YOUR OBJECTIVE: Reproduce the lines from the one containing "the white countertop" through the end of the data, both ends included, swapping every "white" for "gray" and keeping everything else the same.

(Object location annotation data)
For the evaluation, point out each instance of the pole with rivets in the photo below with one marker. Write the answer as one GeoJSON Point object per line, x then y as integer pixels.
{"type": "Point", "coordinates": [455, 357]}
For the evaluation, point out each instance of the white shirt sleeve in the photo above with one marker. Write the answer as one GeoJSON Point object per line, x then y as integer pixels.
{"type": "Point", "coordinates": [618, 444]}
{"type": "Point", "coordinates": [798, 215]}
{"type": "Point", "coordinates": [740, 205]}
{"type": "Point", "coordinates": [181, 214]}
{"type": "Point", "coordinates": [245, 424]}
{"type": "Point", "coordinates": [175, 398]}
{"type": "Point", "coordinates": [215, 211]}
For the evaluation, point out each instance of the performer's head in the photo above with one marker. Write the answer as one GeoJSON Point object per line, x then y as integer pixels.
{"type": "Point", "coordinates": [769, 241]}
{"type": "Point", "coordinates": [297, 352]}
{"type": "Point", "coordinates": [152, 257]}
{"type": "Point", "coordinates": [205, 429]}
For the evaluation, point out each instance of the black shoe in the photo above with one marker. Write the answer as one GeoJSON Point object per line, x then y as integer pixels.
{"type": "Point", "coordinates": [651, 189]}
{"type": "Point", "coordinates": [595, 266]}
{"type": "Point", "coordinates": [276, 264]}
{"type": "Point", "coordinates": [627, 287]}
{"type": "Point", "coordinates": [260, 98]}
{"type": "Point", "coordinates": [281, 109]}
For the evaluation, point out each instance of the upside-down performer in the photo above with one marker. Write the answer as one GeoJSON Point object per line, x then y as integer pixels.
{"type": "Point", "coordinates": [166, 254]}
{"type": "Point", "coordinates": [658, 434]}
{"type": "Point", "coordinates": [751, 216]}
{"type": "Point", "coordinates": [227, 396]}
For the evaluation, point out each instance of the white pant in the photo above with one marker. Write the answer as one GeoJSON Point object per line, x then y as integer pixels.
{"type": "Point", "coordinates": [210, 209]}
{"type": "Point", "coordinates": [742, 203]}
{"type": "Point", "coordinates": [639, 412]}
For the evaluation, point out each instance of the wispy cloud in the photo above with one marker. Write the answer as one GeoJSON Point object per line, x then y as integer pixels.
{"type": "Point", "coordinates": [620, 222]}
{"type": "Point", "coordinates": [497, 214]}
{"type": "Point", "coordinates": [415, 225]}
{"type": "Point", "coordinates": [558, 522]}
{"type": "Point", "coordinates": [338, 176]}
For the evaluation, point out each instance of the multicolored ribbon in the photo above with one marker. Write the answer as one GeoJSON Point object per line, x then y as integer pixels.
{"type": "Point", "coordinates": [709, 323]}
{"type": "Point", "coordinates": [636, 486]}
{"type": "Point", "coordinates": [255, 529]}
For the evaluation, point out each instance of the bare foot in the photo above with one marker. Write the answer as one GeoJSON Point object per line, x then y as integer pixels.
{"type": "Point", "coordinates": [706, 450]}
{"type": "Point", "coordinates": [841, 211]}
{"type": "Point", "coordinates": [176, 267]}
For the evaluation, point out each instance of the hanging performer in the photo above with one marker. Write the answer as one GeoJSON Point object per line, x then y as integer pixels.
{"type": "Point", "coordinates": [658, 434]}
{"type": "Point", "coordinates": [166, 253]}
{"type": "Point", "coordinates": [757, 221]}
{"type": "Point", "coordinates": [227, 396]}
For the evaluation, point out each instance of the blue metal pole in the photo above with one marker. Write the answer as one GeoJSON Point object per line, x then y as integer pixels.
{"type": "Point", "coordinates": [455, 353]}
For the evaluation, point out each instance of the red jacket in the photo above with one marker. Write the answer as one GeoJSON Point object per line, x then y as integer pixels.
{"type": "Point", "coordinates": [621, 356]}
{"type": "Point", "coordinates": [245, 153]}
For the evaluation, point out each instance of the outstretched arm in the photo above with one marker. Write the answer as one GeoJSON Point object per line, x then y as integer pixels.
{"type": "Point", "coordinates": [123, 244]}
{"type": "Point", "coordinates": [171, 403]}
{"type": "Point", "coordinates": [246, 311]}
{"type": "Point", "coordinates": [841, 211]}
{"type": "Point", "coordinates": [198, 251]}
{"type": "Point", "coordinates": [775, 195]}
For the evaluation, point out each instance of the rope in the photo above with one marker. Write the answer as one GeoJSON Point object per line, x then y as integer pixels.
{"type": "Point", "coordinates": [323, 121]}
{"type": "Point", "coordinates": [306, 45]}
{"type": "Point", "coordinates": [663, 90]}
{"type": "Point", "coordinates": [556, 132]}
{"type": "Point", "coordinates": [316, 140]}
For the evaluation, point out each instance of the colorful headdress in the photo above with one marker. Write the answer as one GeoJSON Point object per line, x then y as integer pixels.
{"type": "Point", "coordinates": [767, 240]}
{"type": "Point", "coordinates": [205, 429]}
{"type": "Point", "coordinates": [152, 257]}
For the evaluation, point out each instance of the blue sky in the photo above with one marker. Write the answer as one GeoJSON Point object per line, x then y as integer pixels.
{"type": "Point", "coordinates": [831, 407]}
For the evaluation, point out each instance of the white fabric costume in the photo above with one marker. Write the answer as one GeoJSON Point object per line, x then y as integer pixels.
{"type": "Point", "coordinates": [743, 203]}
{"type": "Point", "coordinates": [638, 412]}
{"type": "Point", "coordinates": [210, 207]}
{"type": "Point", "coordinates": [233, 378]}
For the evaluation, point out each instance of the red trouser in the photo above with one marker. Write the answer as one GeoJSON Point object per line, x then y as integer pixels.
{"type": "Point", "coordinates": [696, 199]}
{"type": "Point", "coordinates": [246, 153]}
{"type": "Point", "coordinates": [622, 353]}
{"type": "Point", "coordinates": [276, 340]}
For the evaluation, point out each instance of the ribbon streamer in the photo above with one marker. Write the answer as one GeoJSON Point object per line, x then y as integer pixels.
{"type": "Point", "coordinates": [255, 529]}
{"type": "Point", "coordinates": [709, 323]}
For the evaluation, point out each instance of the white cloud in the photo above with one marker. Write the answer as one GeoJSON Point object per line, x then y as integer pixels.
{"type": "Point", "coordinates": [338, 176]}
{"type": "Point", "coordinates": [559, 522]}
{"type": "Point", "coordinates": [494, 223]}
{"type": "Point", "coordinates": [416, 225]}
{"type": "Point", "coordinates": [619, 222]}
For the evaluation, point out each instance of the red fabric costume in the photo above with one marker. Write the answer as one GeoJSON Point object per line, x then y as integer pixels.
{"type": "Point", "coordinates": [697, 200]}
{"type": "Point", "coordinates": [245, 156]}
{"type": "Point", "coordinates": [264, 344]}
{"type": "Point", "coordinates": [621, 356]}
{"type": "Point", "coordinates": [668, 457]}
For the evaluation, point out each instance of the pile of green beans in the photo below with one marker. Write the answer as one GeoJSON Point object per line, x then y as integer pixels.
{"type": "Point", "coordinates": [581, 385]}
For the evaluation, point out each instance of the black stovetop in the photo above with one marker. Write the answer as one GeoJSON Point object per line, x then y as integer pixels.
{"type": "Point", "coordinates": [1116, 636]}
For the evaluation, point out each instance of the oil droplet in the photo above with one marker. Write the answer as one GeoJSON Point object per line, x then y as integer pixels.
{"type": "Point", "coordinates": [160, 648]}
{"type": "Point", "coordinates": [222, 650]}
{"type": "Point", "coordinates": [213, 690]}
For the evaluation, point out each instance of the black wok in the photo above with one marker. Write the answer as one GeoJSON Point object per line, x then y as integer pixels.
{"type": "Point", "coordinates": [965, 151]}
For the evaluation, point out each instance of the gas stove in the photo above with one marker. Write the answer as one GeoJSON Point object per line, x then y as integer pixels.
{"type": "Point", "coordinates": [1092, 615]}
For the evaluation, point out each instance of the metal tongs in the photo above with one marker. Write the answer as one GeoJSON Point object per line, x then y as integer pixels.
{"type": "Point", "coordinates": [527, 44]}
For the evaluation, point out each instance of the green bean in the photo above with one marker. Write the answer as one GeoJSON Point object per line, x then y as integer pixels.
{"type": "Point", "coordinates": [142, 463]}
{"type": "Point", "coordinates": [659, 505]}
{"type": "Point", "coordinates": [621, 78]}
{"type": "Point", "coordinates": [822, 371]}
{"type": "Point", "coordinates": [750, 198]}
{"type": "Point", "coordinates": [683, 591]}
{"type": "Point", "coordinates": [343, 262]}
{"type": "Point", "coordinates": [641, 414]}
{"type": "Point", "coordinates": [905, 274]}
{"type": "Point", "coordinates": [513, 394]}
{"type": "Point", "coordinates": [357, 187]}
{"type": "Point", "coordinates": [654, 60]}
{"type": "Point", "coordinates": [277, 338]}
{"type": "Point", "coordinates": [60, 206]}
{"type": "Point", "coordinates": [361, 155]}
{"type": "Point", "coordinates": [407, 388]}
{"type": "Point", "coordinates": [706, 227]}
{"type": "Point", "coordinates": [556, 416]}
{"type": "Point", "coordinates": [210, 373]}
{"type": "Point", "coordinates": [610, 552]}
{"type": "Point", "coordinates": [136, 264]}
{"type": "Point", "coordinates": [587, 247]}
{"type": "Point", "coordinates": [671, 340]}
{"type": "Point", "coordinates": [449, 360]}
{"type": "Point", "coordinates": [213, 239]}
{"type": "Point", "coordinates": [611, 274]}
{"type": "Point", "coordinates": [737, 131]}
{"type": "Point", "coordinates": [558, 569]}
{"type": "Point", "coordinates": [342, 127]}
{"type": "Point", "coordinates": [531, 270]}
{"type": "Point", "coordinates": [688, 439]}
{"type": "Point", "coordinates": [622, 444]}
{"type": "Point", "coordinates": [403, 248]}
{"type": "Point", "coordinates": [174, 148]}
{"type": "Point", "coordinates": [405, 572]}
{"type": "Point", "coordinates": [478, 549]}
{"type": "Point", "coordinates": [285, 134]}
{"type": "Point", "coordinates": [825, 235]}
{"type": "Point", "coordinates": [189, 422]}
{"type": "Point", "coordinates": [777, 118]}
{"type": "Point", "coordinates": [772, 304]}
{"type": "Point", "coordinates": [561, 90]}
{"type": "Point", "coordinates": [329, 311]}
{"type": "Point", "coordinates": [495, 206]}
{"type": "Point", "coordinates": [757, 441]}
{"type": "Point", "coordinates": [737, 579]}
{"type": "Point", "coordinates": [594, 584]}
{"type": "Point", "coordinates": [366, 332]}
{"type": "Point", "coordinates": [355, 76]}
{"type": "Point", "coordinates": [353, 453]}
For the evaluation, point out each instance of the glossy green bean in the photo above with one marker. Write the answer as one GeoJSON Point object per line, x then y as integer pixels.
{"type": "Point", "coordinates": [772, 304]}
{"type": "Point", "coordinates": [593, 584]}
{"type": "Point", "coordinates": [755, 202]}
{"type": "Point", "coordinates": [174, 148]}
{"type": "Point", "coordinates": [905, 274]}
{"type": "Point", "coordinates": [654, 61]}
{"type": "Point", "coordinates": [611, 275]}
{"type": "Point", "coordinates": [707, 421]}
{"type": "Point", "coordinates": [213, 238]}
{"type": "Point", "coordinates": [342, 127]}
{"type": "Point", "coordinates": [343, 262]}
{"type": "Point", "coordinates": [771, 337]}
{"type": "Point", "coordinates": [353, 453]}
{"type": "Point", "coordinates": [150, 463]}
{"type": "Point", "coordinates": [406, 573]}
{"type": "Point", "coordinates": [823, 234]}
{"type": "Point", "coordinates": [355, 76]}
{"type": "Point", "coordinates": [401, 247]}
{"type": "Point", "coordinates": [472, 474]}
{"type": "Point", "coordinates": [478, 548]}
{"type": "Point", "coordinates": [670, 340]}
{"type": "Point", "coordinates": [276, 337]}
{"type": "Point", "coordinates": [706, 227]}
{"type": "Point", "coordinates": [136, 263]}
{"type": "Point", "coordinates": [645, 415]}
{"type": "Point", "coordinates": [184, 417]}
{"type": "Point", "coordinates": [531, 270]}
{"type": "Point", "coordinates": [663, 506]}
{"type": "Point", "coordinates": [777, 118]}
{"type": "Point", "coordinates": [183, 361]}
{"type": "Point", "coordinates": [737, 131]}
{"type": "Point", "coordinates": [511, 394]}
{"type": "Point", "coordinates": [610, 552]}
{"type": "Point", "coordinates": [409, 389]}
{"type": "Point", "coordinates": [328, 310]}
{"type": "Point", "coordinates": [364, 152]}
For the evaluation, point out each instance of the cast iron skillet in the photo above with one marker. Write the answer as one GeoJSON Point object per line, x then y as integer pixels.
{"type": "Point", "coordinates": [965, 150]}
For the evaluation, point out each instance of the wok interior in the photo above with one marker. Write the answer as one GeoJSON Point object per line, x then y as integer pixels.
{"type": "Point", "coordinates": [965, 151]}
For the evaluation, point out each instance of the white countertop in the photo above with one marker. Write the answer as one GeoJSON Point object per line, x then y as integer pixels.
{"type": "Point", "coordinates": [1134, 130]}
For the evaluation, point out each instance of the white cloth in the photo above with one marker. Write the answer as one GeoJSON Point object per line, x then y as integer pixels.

CORRECT RESULT:
For the evaluation, point out each instance of the gray countertop in the photo above with one marker. Write the answer as one GeoJSON Point object per line, x then y as integer pixels.
{"type": "Point", "coordinates": [1134, 130]}
For the evaluation, point out each instance of the gray cloth in the photo above with one marker. Write the answer as one GeoJSON Point object per line, x then y as integer pixels.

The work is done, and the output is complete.